## Extract
Having a safe space to get away to is important for people who experience physical as well as mental pressure from the demands of life. It can be a quiet corner of a house, a favorite restaurant, or even a specific spot in a park. Nonetheless, having a special place to relax and unwind can do wonders for one’s well-being. 

Stephen and Amy Ustare, a couple who are both professionals in the software development field, are aware of the need for a safe haven as they themselves escape to their farm in Bulacan whenever they can. 

“This [farmhouse] has been a family vacation home for more than 10 years and has been witness to a lot of family memories, reunions and gatherings,” Amy said.

The Ustares believe in having a safe haven where one can unwind and even spend time with their loved ones.

“It was a fresh break from the noise and distractions in the city,” Amy said. 

In 2016, when Amy decided to take a break from work, she had the farm renovated. However, she and Stephen had more in mind than just keeping the place exclusive to her and her family members. 

“Our family farm is a culmination of all the things we love and it was built to celebrate good food as well as bonding with family and friends. We wanted to keep the family tradition and share our little piece of paradise with more people,” Amy said. 

In 2017, the couple opened their farm to the public and made sure that it can accommodate the needs of their guests.

By creating spaces for guests, the couple opened their farm to share the experience with others.

“We had in mind small families, close friends, animal lovers, or even a tired city worker in need of a short getaway,” Amy said. 

She added that they wanted to make the farm as pet-friendly as possible because ever since they got married, they have been proud fur parents of a miniature schnauzer named Cooper. 

“We always had a hard time finding a nice vacation place where we can bring him, so we thought of opening up the place to be pet-friendly as well,” Amy said. 

The couple named their farm Ñumana (pronounced as new-mana). It is a mixture of the English word new and the Filipino word ‘mana’ which means inheritance. Thus, their farm’s name means ‘new inheritance.’ 

“Ñumana is steeped in heritage, tradition, and is truly Filipino, with a love for good food,” Amy said.

## Information shown
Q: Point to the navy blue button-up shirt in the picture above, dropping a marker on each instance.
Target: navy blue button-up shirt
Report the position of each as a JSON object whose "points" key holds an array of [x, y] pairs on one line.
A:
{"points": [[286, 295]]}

## Goal
Pick up the article about the Ustare couple's farm in Bulacan after its last sentence and write the next part. The records are material of their own and have no connection to the text.

## Written response
What once was a mango orchard, now opens its doors as a leisure family farm in Pulong Yantok, Angat, Bulacan, which is just a two hour drive from Manila. 

“The farm has naturally-grown fruits, and there are farm animal feeding activities for kids. There are also modern rustic vacation homes in the area to give off the ultimate cozy retreat for couples, families and pets as well!,” Amy said.

Kids can engage in feeding the animals found in the farm.

Presently, the farm is managed by their friends, Erick and Mai Cruz, who are in charge of accommodations and bookings. 

A culmination of the things they love 

Despite being open to the public, the couple wanted to preserve the natural elements of the farm so that their guests can enjoy it as well. 

“This property was originally a mango farm with over 200 mango trees. My parents planted several fruit trees as well: calamansi, santol, langka, rambutan, pomelo, etc. If there’s harvest available, guests can pick and pay. My brother in law, Jay also has over 30 species of bamboos planted in the farm as well,” Amy said. 

In addition to the planted fruit trees, Amy and Stephen also developed around 1,000 square meters of the space for vegetables, specifically high value crops like lettuce, french beans, and more.

Naturally grown Romaine lettuce.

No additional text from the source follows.